### Available records
-*-
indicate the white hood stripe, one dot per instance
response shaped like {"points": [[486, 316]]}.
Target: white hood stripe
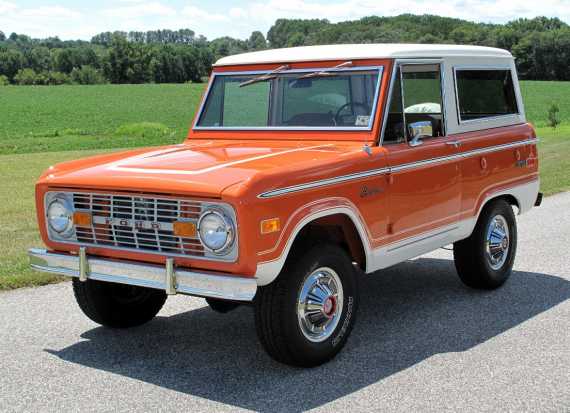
{"points": [[119, 165]]}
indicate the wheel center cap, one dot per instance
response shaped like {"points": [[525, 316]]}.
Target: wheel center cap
{"points": [[329, 306]]}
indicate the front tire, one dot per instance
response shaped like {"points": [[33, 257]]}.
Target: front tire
{"points": [[117, 305], [306, 315], [485, 259]]}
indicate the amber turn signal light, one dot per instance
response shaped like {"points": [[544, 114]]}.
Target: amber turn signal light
{"points": [[184, 229], [82, 219], [270, 225]]}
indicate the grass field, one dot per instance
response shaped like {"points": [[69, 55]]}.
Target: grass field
{"points": [[69, 122]]}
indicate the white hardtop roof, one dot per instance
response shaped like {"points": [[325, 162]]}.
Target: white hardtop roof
{"points": [[361, 51]]}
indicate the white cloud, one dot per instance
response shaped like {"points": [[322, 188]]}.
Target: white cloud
{"points": [[212, 20], [50, 12], [153, 9], [6, 7], [201, 14]]}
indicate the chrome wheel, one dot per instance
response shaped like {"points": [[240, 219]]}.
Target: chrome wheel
{"points": [[319, 305], [497, 242]]}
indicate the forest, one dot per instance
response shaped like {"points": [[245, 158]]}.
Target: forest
{"points": [[541, 47]]}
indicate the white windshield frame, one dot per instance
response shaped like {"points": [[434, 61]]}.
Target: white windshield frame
{"points": [[379, 69]]}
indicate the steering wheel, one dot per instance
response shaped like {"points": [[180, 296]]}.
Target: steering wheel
{"points": [[339, 119]]}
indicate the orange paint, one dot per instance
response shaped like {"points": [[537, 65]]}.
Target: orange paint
{"points": [[237, 166]]}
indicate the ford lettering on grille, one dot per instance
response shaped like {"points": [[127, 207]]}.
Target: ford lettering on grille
{"points": [[138, 222]]}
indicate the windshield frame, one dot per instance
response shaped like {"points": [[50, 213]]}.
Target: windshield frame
{"points": [[378, 68]]}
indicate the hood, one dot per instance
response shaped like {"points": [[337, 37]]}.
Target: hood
{"points": [[200, 168]]}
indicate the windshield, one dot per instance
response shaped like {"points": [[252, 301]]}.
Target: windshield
{"points": [[343, 99]]}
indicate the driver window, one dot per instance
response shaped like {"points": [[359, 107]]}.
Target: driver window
{"points": [[416, 97]]}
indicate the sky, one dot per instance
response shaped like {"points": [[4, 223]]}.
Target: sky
{"points": [[69, 19]]}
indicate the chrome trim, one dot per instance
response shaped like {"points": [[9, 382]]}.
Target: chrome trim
{"points": [[323, 182], [170, 281], [388, 103], [415, 241], [83, 265], [192, 250], [380, 70], [229, 287], [319, 304], [230, 233], [488, 118], [394, 169], [497, 242]]}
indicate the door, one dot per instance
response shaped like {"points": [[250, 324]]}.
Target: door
{"points": [[425, 188]]}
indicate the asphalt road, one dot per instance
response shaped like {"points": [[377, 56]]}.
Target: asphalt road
{"points": [[422, 342]]}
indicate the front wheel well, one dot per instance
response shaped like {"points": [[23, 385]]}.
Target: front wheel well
{"points": [[338, 229]]}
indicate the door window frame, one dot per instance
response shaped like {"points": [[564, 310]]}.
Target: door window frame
-*-
### What to do
Where an entry includes an image, skip the image and return everything else exactly.

### Solution to this problem
indicate the white hood stripe, one dot per instance
response shaped like {"points": [[486, 316]]}.
Target: white hood stripe
{"points": [[119, 165]]}
indicate the wheel center cap, one dot per instance
response shaped like {"points": [[525, 316]]}.
Target: wheel center cap
{"points": [[329, 306]]}
indicate the front tire, one dot per instance
response shaped like {"points": [[33, 257]]}.
Target: front tire
{"points": [[117, 305], [306, 315], [485, 259]]}
indicate the amber turn signal light, one dot per instance
response shaped like {"points": [[544, 114]]}.
Target: amber turn signal light
{"points": [[184, 229], [82, 219], [270, 225]]}
indicate the grass field, one dot per instance
response shaped like {"points": [[69, 55]]}.
Target: grass field
{"points": [[69, 122]]}
indicate the white hardtop roof, one dot per instance
response shaped like {"points": [[325, 162]]}.
Target: white hardtop roof
{"points": [[361, 51]]}
indicate the white cloud, one dot per instance
response shaped like {"points": [[322, 188]]}.
Target: white cloud
{"points": [[212, 20], [50, 12], [153, 9], [6, 7], [201, 14]]}
indicate the chrome wheel, one dot per instance
response shaped like {"points": [[240, 219]]}.
Target: chrome wheel
{"points": [[319, 305], [497, 242]]}
indicate the forest, one dot per instance
response shaped like {"points": [[245, 158]]}.
Target: forest
{"points": [[541, 47]]}
indicate the white windshield frame, one dot per instance
response shaped like {"points": [[434, 61]]}.
Target: white windshield frame
{"points": [[379, 69]]}
indicate the steering wheel, one dot per instance
response shaped like {"points": [[180, 296]]}.
Target: steering wheel
{"points": [[339, 119]]}
indicate the orange paint, one dot per instance
response shaped like {"points": [[537, 65]]}.
Target: orange paint
{"points": [[237, 166]]}
indicate the ford lettering on grille, one dot per instance
response shaped like {"points": [[127, 207]]}.
Target: ford lettering on grille
{"points": [[138, 222]]}
indicate the windshield frame, one dot per instance
response shaped like {"points": [[50, 213]]}.
Target: windshield frame
{"points": [[378, 68]]}
indicate the hood, one dot per instance
response shaped like {"points": [[337, 37]]}.
Target: hood
{"points": [[200, 168]]}
indicate the windshield, one dot per instance
response shaped like {"points": [[252, 301]]}.
Target: windshield
{"points": [[343, 99]]}
indicate the driver window, one dot per instance
response shaped like {"points": [[359, 107]]}.
Target: driver window
{"points": [[416, 97]]}
indicate the sky, one dot per instance
response shaped like {"points": [[4, 223]]}.
Target: sky
{"points": [[69, 19]]}
indicate the chrome trim, one dot per instance
response shaped like {"points": [[9, 382]]}.
Target: chrome trim
{"points": [[323, 182], [170, 281], [388, 103], [415, 241], [83, 265], [192, 250], [380, 70], [229, 287], [319, 304], [230, 233], [488, 118], [394, 169], [497, 242]]}
indicate the door, one dot per instance
response shaped like {"points": [[250, 324]]}.
Target: door
{"points": [[425, 188]]}
indicate the asphalt road, one dot per instance
response shaped like {"points": [[377, 56]]}.
Target: asphalt road
{"points": [[422, 342]]}
indicate the front wheel well, one dot per instance
response shaped like {"points": [[23, 385]]}.
Target: front wheel well
{"points": [[338, 229]]}
indicate the door window frame, one dot per instance
response shaped like {"points": [[564, 310]]}.
Target: door window frame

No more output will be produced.